MATERIAL FOR THIS EXERCISE:
--- START ---

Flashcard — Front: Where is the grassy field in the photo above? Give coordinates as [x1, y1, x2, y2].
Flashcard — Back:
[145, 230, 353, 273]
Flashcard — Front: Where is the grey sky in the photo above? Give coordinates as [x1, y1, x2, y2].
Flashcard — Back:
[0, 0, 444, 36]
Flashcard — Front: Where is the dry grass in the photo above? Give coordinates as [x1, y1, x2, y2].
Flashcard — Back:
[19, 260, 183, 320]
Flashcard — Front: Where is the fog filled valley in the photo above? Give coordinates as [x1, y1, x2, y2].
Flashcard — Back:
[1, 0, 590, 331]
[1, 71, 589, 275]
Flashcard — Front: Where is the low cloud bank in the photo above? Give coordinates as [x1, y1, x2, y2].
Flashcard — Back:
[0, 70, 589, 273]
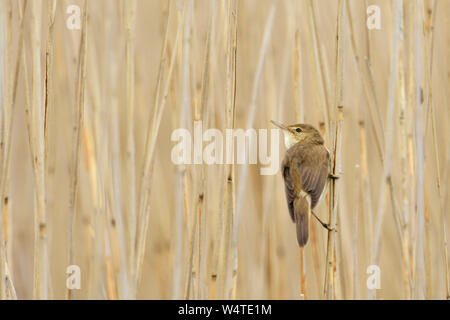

--- END ---

TO DO: Nothing but the pictures should be left out when the listing is repeated exactly.

OUTPUT FOR THIS EXERCISE:
Flashcard — Front: Where is the grassy field in the photo above? Give coordinates as [x1, y1, x2, y2].
Flashcard — Back:
[145, 230, 353, 273]
Flashcard — Front: Where is the grey sky in the photo above? Give coordinates as [x1, y1, x2, y2].
Flashcard — Back:
[0, 0, 444, 36]
Flashcard — Front: Where is the dry grass in the photo above? Give coordinates as [x1, y1, x2, y2].
Flashcard — Back:
[19, 260, 183, 320]
Flashcard — Front: Where is the fog filled valley in the photo above? Give coordinates as [x1, y1, x2, y2].
Flashcard — Back:
[1, 0, 590, 331]
[1, 71, 589, 275]
Flashcard — Front: Where is the low cloud bank in the photo above? Give coordinates as [x1, y1, x2, y2].
Flashcard — Back:
[0, 70, 589, 273]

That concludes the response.